TO DO:
How many lines in the data below contain the word "bare"? Give only the number.

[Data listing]
______________________________
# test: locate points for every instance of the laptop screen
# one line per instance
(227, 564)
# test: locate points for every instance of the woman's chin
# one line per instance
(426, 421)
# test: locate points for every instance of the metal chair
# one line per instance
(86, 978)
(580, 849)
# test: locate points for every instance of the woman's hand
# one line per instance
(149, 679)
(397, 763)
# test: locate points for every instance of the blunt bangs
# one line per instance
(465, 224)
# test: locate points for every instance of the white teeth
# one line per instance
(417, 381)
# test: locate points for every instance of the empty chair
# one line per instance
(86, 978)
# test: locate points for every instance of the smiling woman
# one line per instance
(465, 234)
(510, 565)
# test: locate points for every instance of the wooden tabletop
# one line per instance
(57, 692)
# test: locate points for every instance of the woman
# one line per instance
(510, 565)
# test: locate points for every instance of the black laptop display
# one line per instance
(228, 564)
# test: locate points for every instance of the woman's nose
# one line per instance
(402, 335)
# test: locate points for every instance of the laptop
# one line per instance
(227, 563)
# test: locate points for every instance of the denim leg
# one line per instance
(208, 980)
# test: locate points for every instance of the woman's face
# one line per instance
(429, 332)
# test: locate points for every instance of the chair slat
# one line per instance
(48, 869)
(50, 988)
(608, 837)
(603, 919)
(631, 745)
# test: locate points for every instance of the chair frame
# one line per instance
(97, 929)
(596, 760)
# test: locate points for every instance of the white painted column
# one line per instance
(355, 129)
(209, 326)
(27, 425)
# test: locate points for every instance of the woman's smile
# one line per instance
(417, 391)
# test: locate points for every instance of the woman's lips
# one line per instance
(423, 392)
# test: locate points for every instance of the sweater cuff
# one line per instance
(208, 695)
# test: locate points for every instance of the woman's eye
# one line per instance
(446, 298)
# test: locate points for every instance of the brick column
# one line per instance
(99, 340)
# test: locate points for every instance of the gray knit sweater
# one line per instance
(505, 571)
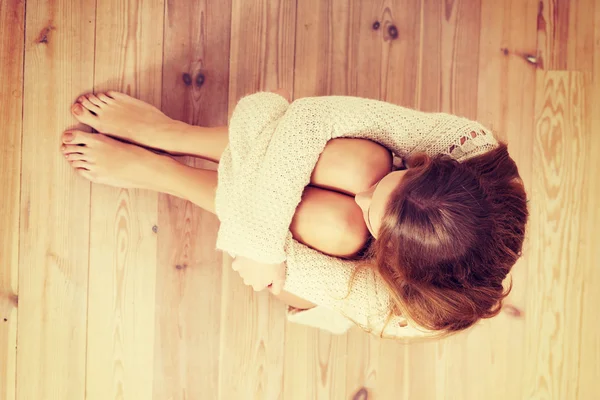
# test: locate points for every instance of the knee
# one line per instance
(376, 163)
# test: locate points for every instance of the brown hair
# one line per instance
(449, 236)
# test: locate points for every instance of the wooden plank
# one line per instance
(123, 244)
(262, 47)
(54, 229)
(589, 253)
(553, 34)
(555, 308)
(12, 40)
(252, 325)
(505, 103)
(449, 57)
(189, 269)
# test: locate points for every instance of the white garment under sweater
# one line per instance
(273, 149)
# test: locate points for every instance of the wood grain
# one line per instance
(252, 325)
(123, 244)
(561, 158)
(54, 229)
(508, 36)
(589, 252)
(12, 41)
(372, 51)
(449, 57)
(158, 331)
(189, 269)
______________________________
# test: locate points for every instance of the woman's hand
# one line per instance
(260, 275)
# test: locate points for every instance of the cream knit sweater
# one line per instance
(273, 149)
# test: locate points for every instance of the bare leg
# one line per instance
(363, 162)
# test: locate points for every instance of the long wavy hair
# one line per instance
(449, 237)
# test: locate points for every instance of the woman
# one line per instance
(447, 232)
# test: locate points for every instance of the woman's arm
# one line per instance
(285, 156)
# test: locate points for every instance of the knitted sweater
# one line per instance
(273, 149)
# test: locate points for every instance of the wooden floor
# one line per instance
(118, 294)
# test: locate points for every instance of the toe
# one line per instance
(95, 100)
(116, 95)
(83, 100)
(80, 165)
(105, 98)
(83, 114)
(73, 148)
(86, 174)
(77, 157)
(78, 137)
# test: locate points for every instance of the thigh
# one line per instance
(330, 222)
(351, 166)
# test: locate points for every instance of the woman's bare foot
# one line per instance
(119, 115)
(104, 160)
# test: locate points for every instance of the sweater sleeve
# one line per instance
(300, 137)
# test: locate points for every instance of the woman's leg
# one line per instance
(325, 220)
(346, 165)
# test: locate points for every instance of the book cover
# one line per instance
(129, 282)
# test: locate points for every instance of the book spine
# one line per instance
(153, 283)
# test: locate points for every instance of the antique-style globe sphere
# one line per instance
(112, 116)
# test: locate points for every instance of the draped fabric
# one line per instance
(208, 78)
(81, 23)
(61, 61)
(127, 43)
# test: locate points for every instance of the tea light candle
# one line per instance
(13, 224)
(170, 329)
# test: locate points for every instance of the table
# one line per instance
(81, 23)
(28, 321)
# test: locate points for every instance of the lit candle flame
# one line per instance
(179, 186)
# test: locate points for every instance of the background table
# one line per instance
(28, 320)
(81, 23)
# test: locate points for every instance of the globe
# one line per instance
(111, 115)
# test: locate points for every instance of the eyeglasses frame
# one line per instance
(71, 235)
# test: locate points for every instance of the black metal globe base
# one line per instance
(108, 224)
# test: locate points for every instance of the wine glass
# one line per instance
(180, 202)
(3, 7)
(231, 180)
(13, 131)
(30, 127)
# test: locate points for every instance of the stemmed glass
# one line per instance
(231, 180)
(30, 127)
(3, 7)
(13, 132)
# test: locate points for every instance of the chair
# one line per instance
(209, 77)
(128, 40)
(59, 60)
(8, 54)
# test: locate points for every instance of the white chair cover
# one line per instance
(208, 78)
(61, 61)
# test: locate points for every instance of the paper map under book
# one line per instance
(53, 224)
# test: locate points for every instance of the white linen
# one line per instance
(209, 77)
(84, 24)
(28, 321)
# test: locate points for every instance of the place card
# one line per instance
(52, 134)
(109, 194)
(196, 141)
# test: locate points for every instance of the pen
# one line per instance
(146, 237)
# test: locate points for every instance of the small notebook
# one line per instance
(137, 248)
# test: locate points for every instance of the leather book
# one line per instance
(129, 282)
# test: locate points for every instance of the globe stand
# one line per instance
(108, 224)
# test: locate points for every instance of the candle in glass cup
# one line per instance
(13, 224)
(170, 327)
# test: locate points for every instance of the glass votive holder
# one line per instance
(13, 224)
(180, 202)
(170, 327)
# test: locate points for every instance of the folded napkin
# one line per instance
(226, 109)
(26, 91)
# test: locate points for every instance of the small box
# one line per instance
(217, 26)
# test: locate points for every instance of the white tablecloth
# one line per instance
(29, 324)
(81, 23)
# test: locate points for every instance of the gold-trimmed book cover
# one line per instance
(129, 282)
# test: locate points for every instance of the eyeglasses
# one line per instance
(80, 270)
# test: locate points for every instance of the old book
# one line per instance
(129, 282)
______________________________
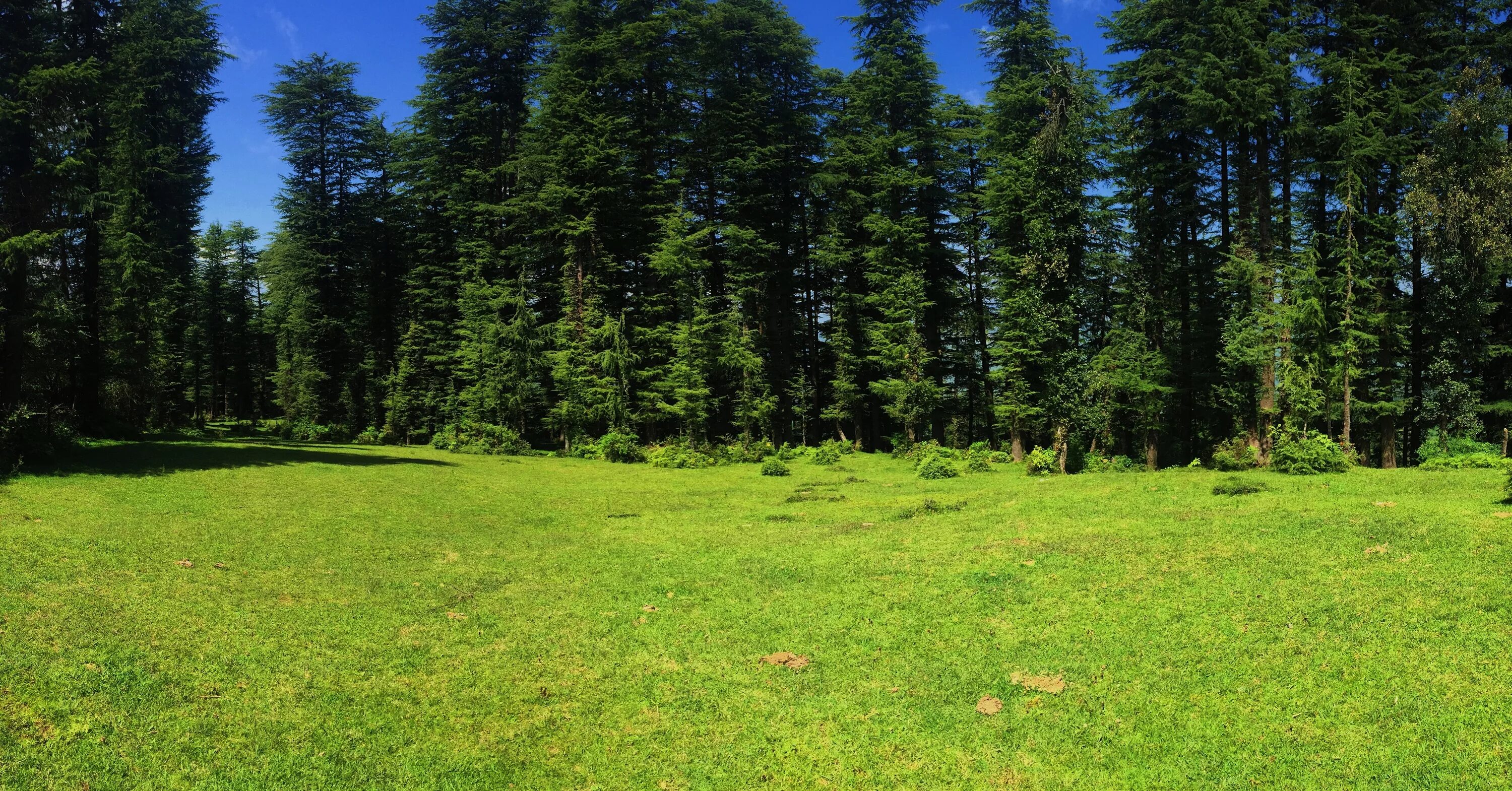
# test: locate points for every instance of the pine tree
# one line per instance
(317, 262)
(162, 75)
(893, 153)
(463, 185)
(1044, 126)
______________________________
THE REPLY:
2